Your answer should be every line of the entries that has the string "search" in it.

- **THE RECORDS**
────

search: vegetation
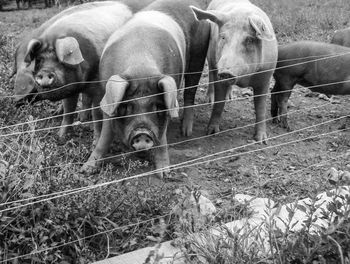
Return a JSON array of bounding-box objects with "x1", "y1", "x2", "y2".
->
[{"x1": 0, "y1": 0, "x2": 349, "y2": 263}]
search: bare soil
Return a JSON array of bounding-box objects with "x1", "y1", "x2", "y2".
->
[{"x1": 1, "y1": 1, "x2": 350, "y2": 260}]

────

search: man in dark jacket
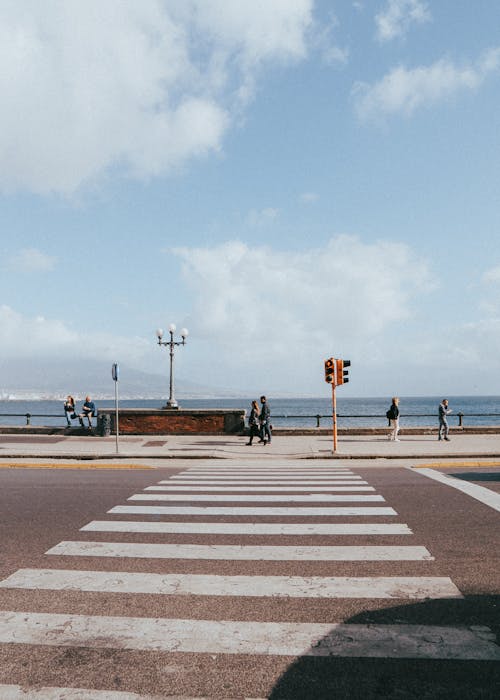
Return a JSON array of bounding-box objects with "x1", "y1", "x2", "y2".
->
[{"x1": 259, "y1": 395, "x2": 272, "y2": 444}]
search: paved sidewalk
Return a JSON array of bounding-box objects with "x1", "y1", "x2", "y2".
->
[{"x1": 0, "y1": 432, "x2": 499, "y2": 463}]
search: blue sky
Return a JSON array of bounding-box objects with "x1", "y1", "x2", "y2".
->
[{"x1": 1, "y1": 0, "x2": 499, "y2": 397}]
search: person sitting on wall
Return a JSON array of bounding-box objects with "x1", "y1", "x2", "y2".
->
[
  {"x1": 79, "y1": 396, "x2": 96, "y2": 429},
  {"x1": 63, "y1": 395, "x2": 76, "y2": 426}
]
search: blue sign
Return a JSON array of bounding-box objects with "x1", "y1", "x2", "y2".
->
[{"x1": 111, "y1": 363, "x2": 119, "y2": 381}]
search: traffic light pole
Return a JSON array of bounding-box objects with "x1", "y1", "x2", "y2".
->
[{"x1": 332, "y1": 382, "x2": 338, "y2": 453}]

────

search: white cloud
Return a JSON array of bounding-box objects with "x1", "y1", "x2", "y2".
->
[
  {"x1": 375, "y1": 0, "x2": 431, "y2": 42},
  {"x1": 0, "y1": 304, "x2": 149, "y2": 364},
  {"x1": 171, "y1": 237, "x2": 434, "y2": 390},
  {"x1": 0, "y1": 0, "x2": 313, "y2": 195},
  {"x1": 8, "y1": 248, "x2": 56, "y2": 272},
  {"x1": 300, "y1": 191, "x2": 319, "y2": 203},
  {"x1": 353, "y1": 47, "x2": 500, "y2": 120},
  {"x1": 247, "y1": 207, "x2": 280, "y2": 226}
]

────

- **OUTPUT OF THE EXERCISE**
search: vegetation
search: bare soil
search: man in dark jacket
search: paved sidewalk
search: blue sky
search: person sitting on wall
search: blue sign
search: traffic light pole
search: white cloud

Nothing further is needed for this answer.